(Document text)
──────────

Installations, the body and constraint

Kathryn Jeanes. Biloela: Afore and Beyond. The University Gallery, University of Newcastle, NSW. 24.04.19-08.06.19

Kathryn Jeanes. Biloela: Afore and Beyond, 2019

The Biloela installation is part of a PhD project. It is based on research into nineteenth century schools for ‘wayward’ working class girls in Newcastle and Parramatta.

Kathryn Jeanes. Biloela: Afore and Beyond, 2019

There are no visual records of the girls, so Jeanes has created her own archival works to convey some sense of the traumatic experience of incarceration. The work is about exploring a gap in accounts of the past and exposing brutality. The exhibition comprises of text (on the wall, accompanying images, in books), artefacts (piled up packages, overalls, books), images (mounted directly on, and curving away from, the wall) and a concertina, sewn book with text, on a shelf running along three sides of the gallery.

Kathryn Jeanes. Biloela: Afore and Beyond, 2019

In all, it makes a hidden past visceral. In relation to my own work, it provides an example of the creation of an (imagined) archive and the mediation of this in gallery space. It raises the question of the extent to which the research should be visible. How much is experiential, how much is intellectual; what is said and what is not. Ultimately, this is about constraint of the body, but within a narrative of state and colonial brutality and control.

KNOWN/UNKNOWN, The Lock Up, Newcastle, NSW. 06.04.19-26.05.19. Featuring artists Bleck, Toby Cedar, Rakini Devi, John A. Douglas, Amala Groom and Amrita Hepi. Curated by Jessi England.

──────────

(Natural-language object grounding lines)
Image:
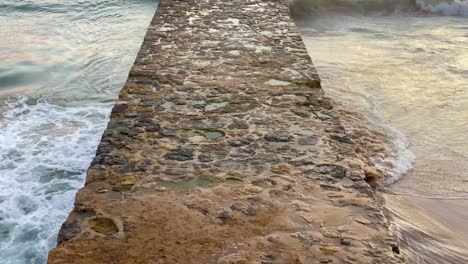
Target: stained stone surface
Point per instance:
(222, 148)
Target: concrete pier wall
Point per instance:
(222, 148)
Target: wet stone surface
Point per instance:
(223, 148)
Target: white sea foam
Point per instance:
(44, 152)
(400, 160)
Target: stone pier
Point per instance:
(222, 148)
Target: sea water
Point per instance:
(62, 64)
(404, 65)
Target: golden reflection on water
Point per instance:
(412, 72)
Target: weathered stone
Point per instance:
(180, 154)
(334, 170)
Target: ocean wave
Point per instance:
(382, 147)
(306, 8)
(45, 150)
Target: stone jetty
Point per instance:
(222, 148)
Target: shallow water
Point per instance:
(408, 69)
(62, 65)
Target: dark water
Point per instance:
(62, 64)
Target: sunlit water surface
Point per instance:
(409, 70)
(62, 64)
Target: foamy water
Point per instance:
(63, 64)
(403, 64)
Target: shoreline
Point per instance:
(223, 148)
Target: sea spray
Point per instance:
(45, 150)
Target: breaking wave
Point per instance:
(304, 8)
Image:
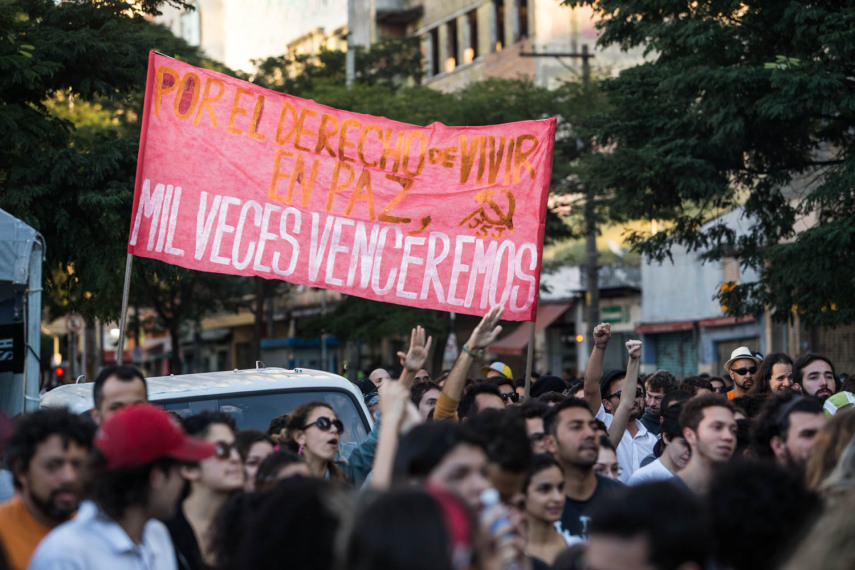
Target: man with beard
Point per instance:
(785, 430)
(136, 482)
(572, 440)
(656, 386)
(741, 367)
(636, 441)
(815, 374)
(46, 455)
(709, 427)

──────────

(Problem set)
a) According to the installations text, what did the research behind the Biloela installation examine?
b) Which artists does the installations text name as featured in KNOWN/UNKNOWN?
c) Write the next part of the installations text, picking up after its final sentence.
The lines play no part in these tasks.

(Your written answers)
a) Nineteenth century schools for "wayward" working class girls in Newcastle and Parramatta.

b) Bleck, Toby Cedar, Rakini Devi, John A. Douglas, Amala Groom and Amrita Hepi.

c)
KNOWN/UNKNOWN similarly relates to the body. It is a group show, with all featured artists involved in making art with the body.

Rakini Devi, Urban Kali, 2018

In the notes to the exhibition the curator, Jessi England, quotes Tracey Warr (2000: no page given) from the preface of The Artist’s Body, and observes that each of the artists touches on one or more of the ideas and issues identified.

Over the course of the last hundred years, artists and others have interrogated the way in which the body has been depicted and how it has been conceived. The idea of the physical and mental self as a stable and finite form has gradually eroded, echoing influential twentieth-century developments in the fields of psychoanalysis, philosophy, anthropology, medicine and science. Artists have investigated the temporality, contingency, and instability of the body, and have explored the notion of consciousness, reaching to express the self that is invisible, formless and liminal. They have addressed issues of risk, fear, death, danger, and sexuality, at times when the body has been most threatened by these things.

All exhibits have a video component, with varying use of artefacts, still images, sound and text. The exhibition space is a former colonial prison, with a number of exhibition spaces of varying size (some of these very small cells). Whilst the space fits well with the theme, it appears that some of the exhibits were not designed specifically for the setting. The ‘cells’ offer a constrained viewing space, which could be used to good effect in an installation created specifically for the space.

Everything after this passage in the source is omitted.